— Requirements —
Print the data exactly, leaving nothing out.

— Information given —
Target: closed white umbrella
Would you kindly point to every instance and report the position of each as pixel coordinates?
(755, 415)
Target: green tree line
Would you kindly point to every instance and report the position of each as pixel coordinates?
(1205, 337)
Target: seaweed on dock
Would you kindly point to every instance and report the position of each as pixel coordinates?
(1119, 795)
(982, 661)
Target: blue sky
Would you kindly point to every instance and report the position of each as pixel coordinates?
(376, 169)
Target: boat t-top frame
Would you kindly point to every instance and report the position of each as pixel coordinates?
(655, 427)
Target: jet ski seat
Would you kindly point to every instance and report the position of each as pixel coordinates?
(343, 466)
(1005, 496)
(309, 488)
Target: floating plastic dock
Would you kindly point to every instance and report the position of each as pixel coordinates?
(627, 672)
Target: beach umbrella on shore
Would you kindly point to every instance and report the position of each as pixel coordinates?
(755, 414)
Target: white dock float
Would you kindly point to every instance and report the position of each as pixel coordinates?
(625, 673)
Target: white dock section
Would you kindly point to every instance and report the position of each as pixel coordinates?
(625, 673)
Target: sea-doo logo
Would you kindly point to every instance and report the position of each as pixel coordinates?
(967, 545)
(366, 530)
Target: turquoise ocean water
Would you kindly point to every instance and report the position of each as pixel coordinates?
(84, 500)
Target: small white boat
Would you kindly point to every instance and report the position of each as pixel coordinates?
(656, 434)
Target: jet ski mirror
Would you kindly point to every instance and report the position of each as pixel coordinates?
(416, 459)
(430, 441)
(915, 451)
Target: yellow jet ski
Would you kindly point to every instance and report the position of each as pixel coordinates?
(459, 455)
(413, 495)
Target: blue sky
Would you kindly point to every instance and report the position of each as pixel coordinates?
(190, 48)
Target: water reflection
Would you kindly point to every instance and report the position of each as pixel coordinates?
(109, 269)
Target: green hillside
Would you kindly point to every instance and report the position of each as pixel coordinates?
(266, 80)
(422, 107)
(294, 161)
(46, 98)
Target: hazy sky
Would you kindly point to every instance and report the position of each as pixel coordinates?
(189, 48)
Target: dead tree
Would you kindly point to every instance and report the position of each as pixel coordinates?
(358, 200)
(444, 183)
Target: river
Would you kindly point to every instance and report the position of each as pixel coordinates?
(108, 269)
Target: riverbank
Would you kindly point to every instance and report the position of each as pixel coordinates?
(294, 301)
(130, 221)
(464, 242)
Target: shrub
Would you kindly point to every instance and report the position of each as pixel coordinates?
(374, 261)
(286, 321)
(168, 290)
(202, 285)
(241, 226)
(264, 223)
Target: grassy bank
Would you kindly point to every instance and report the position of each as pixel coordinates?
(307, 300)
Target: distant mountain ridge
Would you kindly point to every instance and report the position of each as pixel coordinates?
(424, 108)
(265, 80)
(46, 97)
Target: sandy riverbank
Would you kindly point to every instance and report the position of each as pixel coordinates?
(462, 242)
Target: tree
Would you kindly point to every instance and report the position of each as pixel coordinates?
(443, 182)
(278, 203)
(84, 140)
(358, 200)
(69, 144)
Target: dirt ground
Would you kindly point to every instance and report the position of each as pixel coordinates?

— Written answer —
Target: closed white umbrella
Would you kindly point to every instance and report the position of each as pixel coordinates?
(755, 415)
Target: green tree line
Would you kindly point to every instance and report the position of each as pixel coordinates?
(1205, 337)
Target: seaweed on dock
Would you kindly point to every instance and report the position of each as pixel coordinates?
(1119, 795)
(982, 661)
Target: blue sky
Would you kindly point to every instance and report the position of each as pixel coordinates?
(376, 169)
Target: boat t-top frame
Would you kindly point to every instance and report the position of each as pixel coordinates?
(655, 427)
Target: jet ski seat
Would you kindly point to every instance and report the position of each as pixel coordinates?
(343, 466)
(1005, 496)
(309, 488)
Target: floating plastic dock
Would you kindly point to every instance and report the position of each as pixel coordinates?
(627, 672)
Target: beach umbrella on shore
Would you kindly point to every instance and report the position of each as pixel coordinates?
(755, 414)
Target: white dock float
Would you kindly point to every instance and report the position of each as pixel coordinates?
(625, 673)
Target: white dock section
Would you kindly point to every instance and report the position of each as pixel coordinates?
(625, 673)
Target: sea-doo logo
Would you kindly point to every instance and report the position of each as pixel coordinates?
(967, 545)
(366, 530)
Target: turquoise ocean water
Would you kindly point to every instance and report the position of each as pixel coordinates?
(84, 500)
Target: small white boat
Would you kindly point to every instance and report the position of each as pixel coordinates?
(656, 434)
Target: jet ski mirror
Would you kindly point to every instance and report the position of each as pixel coordinates?
(416, 459)
(430, 441)
(915, 451)
Target: yellow jet ski
Would you kindly point to every instance and report the position of each as pixel coordinates?
(459, 455)
(413, 495)
Target: blue sky
Would you kindly point to every instance and report the position of each as pixel coordinates?
(190, 48)
Target: water reflection
Would you kindly point to every instance and report the position of each as pixel coordinates?
(109, 269)
Target: green hillside
Would you kindly point to every instance and report the position of each as pixel coordinates?
(266, 80)
(422, 107)
(294, 161)
(46, 98)
Target: hazy sky
Would you kindly point to every instance and report the position of each as pixel coordinates?
(189, 48)
Target: dead tree
Would you kindly point to every instance and report the position of each as pixel coordinates?
(358, 200)
(444, 183)
Target: river
Would you kindly point to every instance and report the position of each as pixel coordinates?
(108, 269)
Target: riverbank
Would you kindly point to every instance and report the position of each as pixel coordinates?
(294, 301)
(130, 221)
(464, 242)
Target: shrub
Would you kindly point to every instance and report the position of each as pixel coordinates?
(374, 261)
(286, 321)
(168, 290)
(202, 285)
(241, 226)
(264, 223)
Target: grassy bank
Would you kindly point to every instance and report the position of each as pixel coordinates?
(307, 300)
Target: distant mountain ridge
Would you kindly point to every instance and report the position of each as pixel coordinates?
(424, 108)
(265, 80)
(46, 97)
Target: sandy riverbank
Would you kindly point to every instance and report the position of each as pixel coordinates?
(462, 242)
Target: tree
Would you kindly point to every instance and report the position of each as pixel coordinates?
(443, 182)
(278, 203)
(84, 140)
(358, 200)
(69, 144)
Target: dirt ground
Would you kindly point to every instance and report the position of each as pixel coordinates?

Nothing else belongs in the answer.